**Problem statement**
Among the lines below, which ones contain the word "distant"? Copy every such line.

**Information supplied**
################
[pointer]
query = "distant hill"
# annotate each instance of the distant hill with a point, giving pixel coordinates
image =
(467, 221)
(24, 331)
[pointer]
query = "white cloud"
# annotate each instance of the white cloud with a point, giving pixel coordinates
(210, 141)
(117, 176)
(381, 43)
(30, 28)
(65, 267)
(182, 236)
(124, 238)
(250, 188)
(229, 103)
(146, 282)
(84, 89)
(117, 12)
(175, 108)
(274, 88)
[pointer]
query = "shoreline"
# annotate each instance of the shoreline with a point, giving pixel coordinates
################
**Written solution**
query = "distant hill"
# annotate each instance of the distant hill with a point, giving pixel coordinates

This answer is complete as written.